Problem requirements - Copy out the final stretch of the listing: the line that contains "point: pile of" and all lines after it, exactly as they appear.

Material for the task -

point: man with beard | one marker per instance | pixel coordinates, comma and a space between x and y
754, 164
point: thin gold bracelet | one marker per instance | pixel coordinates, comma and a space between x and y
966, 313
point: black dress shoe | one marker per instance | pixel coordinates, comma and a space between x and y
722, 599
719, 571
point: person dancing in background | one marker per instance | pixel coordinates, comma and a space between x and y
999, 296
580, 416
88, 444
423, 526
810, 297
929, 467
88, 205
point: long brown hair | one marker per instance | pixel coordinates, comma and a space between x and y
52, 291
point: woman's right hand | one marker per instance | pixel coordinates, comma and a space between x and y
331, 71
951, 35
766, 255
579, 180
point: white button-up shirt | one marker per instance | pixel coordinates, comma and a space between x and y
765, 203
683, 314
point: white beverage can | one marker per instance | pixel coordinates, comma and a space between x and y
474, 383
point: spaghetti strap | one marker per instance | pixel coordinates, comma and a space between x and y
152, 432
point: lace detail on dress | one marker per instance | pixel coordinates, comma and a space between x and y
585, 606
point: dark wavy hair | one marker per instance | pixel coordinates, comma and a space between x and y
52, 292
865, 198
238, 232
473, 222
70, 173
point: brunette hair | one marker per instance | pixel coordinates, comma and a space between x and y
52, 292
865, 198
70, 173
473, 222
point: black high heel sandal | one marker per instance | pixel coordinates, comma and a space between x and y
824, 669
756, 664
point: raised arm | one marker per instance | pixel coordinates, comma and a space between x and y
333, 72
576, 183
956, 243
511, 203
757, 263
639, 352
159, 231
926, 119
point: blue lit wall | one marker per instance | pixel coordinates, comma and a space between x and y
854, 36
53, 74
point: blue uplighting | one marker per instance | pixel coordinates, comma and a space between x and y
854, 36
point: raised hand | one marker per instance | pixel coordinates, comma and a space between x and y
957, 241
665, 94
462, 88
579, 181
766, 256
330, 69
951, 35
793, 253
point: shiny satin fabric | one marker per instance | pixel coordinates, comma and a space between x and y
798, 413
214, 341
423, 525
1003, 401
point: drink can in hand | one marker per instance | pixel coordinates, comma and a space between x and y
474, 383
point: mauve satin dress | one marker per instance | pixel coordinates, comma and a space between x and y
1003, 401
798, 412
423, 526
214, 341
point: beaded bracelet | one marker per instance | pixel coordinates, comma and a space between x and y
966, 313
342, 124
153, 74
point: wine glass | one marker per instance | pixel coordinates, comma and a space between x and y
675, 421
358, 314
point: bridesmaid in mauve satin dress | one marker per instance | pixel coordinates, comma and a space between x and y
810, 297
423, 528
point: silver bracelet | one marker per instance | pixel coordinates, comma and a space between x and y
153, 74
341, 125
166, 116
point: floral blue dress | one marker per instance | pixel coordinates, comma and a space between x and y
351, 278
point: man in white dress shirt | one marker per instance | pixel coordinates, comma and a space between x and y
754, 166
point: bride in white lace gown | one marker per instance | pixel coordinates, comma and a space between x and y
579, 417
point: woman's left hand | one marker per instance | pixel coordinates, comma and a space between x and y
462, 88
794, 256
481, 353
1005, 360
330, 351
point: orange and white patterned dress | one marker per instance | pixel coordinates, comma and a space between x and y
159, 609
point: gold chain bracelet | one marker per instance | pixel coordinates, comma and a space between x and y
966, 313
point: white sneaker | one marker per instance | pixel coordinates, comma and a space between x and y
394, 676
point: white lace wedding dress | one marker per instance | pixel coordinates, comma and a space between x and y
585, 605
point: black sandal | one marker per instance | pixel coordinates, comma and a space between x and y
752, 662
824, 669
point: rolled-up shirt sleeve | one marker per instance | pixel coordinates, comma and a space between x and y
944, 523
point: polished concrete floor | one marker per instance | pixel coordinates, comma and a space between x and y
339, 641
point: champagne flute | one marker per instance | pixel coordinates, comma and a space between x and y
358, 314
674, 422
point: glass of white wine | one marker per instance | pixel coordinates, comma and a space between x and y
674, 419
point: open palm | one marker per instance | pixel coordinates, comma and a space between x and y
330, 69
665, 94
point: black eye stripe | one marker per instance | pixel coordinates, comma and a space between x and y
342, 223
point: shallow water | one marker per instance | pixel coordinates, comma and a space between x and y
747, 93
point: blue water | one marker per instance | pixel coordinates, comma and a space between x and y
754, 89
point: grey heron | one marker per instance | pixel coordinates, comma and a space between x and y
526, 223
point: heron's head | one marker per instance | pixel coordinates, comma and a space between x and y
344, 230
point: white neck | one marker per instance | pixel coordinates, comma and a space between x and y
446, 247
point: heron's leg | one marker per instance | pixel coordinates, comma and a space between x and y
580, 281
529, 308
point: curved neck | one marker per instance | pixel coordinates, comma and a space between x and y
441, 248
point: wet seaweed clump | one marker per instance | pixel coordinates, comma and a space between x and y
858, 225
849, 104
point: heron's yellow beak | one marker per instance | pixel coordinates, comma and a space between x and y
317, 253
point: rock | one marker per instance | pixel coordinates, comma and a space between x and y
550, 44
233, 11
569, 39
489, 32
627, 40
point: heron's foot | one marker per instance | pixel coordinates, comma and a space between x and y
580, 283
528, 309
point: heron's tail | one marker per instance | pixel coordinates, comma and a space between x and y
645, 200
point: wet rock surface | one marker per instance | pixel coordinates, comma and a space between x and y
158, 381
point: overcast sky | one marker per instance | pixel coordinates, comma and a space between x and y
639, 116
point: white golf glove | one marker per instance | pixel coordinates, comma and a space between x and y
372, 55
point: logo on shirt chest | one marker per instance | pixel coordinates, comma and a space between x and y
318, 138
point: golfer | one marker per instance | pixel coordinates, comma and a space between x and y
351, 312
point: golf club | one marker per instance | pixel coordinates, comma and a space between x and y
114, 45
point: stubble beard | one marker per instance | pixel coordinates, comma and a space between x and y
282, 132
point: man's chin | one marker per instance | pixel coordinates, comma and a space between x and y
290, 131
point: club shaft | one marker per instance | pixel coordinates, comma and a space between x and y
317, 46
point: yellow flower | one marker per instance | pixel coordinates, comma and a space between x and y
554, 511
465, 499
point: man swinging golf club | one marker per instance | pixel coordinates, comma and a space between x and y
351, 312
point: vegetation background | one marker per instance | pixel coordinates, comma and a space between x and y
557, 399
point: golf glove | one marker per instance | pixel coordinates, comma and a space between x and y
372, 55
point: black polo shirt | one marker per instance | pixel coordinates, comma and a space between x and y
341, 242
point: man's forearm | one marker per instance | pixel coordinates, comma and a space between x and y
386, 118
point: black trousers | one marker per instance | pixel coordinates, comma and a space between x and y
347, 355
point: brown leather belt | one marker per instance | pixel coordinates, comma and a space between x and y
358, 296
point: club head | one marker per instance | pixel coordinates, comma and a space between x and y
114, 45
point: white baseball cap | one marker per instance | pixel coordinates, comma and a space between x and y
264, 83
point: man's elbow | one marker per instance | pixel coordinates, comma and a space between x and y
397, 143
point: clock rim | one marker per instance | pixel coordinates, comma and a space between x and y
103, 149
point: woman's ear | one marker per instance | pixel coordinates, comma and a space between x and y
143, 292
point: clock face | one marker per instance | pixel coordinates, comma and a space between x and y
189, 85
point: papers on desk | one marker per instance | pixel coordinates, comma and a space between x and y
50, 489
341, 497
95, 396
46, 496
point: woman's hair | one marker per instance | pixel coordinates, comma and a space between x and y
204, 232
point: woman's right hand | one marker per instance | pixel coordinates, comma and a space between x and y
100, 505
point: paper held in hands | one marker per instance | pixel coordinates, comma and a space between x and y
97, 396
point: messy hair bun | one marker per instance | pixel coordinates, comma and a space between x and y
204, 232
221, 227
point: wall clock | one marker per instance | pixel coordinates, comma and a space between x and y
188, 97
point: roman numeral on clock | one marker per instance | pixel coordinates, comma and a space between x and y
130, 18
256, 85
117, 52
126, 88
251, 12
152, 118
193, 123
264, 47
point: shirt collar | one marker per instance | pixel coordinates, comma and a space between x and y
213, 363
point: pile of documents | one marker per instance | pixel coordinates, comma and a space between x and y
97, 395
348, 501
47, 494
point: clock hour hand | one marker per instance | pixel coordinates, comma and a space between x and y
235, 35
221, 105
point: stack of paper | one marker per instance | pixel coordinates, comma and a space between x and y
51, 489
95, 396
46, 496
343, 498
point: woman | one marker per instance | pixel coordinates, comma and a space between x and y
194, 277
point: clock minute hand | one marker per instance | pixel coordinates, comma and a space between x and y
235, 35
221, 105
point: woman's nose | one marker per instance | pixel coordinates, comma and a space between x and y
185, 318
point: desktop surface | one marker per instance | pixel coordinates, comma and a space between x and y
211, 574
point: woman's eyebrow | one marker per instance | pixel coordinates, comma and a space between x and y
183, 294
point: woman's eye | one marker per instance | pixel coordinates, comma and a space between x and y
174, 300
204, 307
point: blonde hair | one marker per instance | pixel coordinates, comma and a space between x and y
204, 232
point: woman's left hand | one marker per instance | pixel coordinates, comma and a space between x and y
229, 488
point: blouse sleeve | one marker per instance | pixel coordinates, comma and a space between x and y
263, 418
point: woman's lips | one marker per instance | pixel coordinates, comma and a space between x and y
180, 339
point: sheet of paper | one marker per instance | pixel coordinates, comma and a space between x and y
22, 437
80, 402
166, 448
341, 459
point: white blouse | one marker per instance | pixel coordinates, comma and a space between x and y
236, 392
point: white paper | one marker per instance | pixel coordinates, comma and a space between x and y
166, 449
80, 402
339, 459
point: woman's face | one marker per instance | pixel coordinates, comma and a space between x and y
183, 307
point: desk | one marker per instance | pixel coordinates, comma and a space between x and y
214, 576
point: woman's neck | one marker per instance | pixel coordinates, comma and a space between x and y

Full response -
point: pile of documents | one marker per instance | pixel coordinates, comma and a space between x and y
97, 395
348, 501
47, 494
point: clock hour hand | one marker per instance | pixel coordinates, comma and a space between x and y
235, 35
221, 105
point: stack of paper | one marker per instance | pixel coordinates, comma and a space between x and y
51, 489
95, 396
46, 496
343, 498
point: woman | one marker per instance | pixel coordinates, comma and a space between x and y
194, 277
point: clock minute hand | one marker per instance | pixel coordinates, comma and a space between x and y
235, 35
221, 105
point: woman's nose | one marker per instance | pixel coordinates, comma and a space between x and y
185, 318
point: desktop surface | one marker per instance | pixel coordinates, comma and a space between x and y
211, 574
point: woman's eyebrow | one marker per instance | pixel coordinates, comma and a space between x and y
183, 294
point: woman's eye | one marker per instance | pixel coordinates, comma and a space between x and y
174, 300
204, 307
point: blonde hair | one marker per instance | pixel coordinates, comma and a space between x and y
204, 232
point: woman's left hand | one marker per instance | pixel coordinates, comma and a space between x and y
229, 488
point: blouse sleeve | one marker per instance | pixel coordinates, comma and a space between x and y
263, 418
point: woman's lips | one marker per instance | pixel coordinates, comma and a space between x and y
180, 339
point: sheet of paper | one marker per instance | pixel coordinates, comma and a space between x and y
22, 437
80, 402
166, 448
341, 459
point: white blouse | one marker per instance | pixel coordinates, comma and a space between x and y
236, 392
point: white paper | one marker per instance | pixel coordinates, comma and a space between x and y
166, 449
80, 402
339, 459
point: woman's face | one marker per instance | pixel coordinates, comma and a space between x and y
183, 307
point: desk | one marker per instance | pixel coordinates, comma and a space between x and y
214, 576
point: woman's neck | one marker per instance | pixel coordinates, comma and a space between x and y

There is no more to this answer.